START DOCUMENT SEGMENT

Jane was married for twenty five years. Her husband filed for divorce and Jane struggled to understand what happened. “Disappointed,” was Jane’s response when I queried as to how she felt. Over and over she spoke of her disappointment.

 Jane was diagnosed with depression during the marriage. She shut down emotionally. She was not accessible to her husband or children. I asked her if she was happy in the marriage. “Not really, but life is hard.” Her husband, a dominant, verbose guy, didn’t like to hear Jane’s complaints, so after a while she learned to keep them to herself. She tried to minimize them, (“This is not that important”) or rationalize them (“He really didn’t mean that”). Years of minimizing her own pain and trying to hold it in, turned into depression for Jane. She wasn’t just disappointed. She was really, really angry.

END DOCUMENT SEGMENT
START MATERIAL SUPPLIED

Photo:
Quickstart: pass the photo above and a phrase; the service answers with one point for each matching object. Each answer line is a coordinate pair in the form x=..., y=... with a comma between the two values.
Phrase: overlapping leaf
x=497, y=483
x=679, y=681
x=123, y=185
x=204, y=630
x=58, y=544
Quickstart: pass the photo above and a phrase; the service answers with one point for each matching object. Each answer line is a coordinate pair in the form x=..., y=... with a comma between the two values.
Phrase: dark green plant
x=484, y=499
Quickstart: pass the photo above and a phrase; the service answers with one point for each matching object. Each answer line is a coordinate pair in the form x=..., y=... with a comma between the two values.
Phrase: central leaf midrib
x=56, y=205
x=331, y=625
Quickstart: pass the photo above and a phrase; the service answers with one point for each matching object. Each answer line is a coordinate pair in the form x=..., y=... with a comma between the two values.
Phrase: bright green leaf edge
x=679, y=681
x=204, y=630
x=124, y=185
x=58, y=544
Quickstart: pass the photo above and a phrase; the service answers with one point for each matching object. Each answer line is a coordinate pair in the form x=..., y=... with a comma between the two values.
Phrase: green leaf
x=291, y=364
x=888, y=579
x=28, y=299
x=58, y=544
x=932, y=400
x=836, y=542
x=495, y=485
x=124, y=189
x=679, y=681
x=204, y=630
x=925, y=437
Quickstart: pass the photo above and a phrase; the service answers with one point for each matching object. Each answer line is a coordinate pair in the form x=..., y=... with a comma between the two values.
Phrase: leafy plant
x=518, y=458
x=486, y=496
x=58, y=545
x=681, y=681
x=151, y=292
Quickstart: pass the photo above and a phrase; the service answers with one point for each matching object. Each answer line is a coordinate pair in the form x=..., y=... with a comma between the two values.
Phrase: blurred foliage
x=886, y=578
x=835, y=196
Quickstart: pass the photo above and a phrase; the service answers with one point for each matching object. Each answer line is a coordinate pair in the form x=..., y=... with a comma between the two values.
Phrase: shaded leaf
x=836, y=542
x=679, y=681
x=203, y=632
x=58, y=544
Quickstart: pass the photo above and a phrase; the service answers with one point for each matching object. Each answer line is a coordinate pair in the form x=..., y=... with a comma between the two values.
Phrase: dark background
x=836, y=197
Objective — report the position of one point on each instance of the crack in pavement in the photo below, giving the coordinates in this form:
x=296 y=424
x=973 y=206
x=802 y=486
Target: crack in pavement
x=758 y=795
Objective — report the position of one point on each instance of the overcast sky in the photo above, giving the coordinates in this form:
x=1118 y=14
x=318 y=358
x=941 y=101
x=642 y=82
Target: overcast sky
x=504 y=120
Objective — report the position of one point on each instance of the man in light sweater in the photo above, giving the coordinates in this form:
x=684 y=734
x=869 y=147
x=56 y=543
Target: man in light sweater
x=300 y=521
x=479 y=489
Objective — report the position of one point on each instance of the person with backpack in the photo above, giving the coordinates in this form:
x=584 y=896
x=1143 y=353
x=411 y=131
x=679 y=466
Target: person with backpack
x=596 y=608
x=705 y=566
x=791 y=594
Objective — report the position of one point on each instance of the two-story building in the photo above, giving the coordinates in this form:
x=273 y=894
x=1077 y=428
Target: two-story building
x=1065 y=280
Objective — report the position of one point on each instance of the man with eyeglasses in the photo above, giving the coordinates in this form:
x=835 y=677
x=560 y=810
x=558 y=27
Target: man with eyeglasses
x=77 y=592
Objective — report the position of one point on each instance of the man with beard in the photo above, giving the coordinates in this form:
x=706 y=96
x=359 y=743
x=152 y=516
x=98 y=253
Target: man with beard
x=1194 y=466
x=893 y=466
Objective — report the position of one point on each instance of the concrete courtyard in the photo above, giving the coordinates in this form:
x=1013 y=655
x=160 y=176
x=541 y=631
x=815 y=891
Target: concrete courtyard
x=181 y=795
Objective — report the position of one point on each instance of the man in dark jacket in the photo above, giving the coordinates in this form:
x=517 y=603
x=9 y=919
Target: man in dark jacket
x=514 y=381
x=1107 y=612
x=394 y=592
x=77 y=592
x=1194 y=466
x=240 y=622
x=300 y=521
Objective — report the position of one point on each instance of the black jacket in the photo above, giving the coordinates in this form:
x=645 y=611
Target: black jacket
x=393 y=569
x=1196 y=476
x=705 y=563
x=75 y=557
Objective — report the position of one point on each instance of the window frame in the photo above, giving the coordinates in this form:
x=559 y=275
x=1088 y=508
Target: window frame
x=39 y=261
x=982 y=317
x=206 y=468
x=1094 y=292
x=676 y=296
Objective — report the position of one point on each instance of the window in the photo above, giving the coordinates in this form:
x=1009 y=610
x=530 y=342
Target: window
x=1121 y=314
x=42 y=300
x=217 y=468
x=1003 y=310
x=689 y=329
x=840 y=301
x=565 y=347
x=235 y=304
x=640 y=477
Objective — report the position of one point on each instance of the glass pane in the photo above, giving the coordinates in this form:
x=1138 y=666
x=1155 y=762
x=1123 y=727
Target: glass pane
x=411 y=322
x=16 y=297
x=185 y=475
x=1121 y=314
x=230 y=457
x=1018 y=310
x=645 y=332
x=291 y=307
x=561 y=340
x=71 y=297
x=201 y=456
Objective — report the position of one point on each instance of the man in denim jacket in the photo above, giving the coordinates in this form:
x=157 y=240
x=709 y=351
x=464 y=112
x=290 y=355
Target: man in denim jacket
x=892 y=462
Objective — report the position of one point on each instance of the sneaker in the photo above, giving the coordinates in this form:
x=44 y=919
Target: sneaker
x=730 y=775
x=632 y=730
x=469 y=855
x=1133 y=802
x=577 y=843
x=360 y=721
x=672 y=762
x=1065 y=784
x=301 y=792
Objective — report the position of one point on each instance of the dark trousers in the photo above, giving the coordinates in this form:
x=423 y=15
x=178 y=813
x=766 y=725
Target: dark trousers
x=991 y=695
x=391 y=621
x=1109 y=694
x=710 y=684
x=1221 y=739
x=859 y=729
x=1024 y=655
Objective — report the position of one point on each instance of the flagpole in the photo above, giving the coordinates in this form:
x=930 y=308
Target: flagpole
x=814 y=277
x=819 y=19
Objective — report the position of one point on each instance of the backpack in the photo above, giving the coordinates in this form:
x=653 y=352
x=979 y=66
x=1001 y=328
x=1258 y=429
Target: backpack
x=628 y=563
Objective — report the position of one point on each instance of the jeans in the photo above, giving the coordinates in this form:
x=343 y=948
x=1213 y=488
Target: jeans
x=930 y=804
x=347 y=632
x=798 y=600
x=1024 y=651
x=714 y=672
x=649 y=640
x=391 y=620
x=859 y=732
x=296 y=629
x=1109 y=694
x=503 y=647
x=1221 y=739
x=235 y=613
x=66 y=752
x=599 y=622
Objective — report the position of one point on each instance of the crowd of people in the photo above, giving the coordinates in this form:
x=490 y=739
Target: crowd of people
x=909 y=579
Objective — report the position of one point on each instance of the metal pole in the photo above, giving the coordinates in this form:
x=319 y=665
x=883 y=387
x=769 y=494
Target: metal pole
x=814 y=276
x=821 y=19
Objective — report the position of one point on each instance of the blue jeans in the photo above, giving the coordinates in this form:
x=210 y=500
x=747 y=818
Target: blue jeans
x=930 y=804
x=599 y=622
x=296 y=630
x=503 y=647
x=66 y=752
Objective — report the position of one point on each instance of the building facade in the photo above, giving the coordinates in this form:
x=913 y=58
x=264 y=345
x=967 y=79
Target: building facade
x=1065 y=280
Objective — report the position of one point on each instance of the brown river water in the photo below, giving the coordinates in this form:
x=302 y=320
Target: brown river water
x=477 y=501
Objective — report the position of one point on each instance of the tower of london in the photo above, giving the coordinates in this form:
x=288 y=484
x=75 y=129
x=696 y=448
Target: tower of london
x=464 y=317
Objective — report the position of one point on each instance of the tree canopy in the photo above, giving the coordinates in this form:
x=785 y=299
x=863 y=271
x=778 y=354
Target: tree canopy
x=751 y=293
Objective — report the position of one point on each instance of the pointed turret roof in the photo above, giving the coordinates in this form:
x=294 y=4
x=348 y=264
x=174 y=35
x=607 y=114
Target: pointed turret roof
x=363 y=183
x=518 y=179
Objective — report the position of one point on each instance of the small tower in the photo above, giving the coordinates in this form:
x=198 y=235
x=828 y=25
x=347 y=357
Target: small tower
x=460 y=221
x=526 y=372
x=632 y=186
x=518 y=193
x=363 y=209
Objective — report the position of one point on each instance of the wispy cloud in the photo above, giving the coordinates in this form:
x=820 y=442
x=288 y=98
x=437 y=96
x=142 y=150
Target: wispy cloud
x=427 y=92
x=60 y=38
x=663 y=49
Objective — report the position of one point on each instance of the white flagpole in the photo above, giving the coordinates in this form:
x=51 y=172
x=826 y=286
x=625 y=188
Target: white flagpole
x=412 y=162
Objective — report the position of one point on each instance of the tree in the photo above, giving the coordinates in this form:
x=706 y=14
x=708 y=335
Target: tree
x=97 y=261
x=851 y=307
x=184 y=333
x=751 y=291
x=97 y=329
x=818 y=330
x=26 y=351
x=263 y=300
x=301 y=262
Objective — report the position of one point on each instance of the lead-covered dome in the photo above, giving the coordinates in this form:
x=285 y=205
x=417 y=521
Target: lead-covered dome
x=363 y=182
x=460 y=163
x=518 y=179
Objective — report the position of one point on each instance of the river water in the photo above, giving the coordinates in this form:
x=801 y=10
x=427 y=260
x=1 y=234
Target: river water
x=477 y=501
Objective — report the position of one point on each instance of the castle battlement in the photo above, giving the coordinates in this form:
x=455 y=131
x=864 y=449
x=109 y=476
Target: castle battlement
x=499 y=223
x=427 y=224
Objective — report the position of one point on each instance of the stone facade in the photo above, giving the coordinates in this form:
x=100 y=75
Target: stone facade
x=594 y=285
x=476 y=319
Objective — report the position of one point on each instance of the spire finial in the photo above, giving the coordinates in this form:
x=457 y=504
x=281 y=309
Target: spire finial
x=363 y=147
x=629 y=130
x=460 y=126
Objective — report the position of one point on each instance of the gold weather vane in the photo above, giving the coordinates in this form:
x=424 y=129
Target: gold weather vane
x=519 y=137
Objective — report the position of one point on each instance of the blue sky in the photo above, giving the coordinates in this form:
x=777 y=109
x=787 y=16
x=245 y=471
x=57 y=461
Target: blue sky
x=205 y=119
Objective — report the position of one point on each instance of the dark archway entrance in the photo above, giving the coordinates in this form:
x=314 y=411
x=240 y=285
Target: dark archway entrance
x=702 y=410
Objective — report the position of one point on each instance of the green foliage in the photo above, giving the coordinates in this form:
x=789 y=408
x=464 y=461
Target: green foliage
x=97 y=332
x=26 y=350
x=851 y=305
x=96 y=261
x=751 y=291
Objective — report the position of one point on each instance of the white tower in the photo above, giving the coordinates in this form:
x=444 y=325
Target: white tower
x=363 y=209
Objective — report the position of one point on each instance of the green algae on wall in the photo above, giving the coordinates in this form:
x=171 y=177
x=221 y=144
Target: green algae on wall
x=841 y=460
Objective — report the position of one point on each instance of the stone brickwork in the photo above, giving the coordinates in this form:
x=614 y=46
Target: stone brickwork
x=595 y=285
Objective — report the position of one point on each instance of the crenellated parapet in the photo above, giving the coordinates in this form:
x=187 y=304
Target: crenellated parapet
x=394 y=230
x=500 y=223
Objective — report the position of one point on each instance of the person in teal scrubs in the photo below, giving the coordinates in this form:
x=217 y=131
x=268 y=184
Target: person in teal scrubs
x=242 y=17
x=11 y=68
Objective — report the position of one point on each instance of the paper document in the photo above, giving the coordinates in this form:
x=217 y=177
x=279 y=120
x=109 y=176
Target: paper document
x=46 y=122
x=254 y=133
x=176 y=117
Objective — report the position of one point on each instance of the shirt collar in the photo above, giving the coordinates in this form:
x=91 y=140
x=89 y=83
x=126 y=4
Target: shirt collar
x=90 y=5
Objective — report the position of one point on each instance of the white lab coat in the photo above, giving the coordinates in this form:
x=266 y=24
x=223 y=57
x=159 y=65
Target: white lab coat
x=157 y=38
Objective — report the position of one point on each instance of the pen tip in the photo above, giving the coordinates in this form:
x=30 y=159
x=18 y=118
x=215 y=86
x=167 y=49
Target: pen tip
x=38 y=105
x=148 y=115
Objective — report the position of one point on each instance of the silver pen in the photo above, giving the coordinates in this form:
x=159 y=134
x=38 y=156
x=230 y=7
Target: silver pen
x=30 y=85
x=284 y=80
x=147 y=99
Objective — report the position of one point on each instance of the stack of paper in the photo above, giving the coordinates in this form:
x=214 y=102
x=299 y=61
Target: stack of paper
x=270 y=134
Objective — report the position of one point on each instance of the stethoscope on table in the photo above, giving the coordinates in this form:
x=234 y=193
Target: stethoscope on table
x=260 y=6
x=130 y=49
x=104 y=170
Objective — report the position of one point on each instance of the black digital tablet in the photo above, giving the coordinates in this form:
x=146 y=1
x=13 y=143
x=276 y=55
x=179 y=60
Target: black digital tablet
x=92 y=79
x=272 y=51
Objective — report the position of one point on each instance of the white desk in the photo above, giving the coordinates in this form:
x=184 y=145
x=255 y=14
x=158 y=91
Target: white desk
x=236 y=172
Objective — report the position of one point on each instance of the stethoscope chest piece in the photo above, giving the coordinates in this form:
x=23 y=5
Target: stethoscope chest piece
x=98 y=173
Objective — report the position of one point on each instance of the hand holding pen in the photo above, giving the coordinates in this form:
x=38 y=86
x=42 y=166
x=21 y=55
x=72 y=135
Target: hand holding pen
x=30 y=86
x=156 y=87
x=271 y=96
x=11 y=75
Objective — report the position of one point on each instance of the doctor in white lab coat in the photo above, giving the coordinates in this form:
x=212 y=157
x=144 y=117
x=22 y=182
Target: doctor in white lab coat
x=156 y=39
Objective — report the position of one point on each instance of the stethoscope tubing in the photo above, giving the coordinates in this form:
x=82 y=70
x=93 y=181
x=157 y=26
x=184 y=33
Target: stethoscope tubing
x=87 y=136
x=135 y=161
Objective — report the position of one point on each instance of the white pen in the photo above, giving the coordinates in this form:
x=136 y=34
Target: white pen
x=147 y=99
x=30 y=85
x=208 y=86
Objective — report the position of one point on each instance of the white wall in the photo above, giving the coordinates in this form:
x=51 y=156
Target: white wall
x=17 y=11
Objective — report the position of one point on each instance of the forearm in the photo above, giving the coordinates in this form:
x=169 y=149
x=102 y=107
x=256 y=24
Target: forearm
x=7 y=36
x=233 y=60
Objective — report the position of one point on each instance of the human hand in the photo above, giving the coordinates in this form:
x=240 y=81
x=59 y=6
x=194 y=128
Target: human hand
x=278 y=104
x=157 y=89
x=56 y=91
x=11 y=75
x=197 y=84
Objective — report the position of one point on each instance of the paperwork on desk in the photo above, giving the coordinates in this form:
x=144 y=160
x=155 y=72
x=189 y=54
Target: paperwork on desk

END MATERIAL SUPPLIED

- **QUESTIONS TO ANSWER**
1 > From the passage about Jane above the records, list every piece of wording set inside quotation marks.
2 > Please copy the part of the passage about Jane that begins at "Jane was married" and stops after "really, really angry.".
3 > Go on with the passage about Jane, starting after its last sentence.

- **RESPONSE LIST**
1 >
- Disappointed,
- Not really, but life is hard.
- This is not that important
- He really didn't mean that

2 >
Jane was married for twenty five years. Her husband filed for divorce and Jane struggled to understand what happened. “Disappointed,” was Jane’s response when I queried as to how she felt. Over and over she spoke of her disappointment.

 Jane was diagnosed with depression during the marriage. She shut down emotionally. She was not accessible to her husband or children. I asked her if she was happy in the marriage. “Not really, but life is hard.” Her husband, a dominant, verbose guy, didn’t like to hear Jane’s complaints, so after a while she learned to keep them to herself. She tried to minimize them, (“This is not that important”) or rationalize them (“He really didn’t mean that”). Years of minimizing her own pain and trying to hold it in, turned into depression for Jane. She wasn’t just disappointed. She was really, really angry.

3 >
 Why do we minimize our feelings? Many of us lack the tools to express what we feel in a positive, productive manner. For example, Jane grew up in a volatile family and did not learn that anger was a feeling. She saw it as a behavior, and a frightening one at that. When she expressed her own anger she sometimes threw things or slammed doors. She felt out of control when she was angry and this terrified her. Feeling guilt, regret and shame, she saw no other option than to suppress her feelings. Jane felt trapped: expressing her anger frightened her; yet suppressing it resulted in depression.

 Beyond our concerns of expressing what we feel, lies a deeper fear; that of change. There is always the risk that if we voice our pain/anger that it might lead to changes. For many of us, living an unhappy life feels preferable to facing the unknown that comes with change. Even those who are worriers minimize; by focusing on things they cannot change, they avoid looking at those things they can change.

 This suppression of our own needs does not just occur in unhappy marriages. We stay in all kinds of unacceptable situations to avoid change; fractured marriages, less than desirable work situations and abusive relationships with friends and families are a few of the areas where we minimize to “keep the peace” and maintain the status quo.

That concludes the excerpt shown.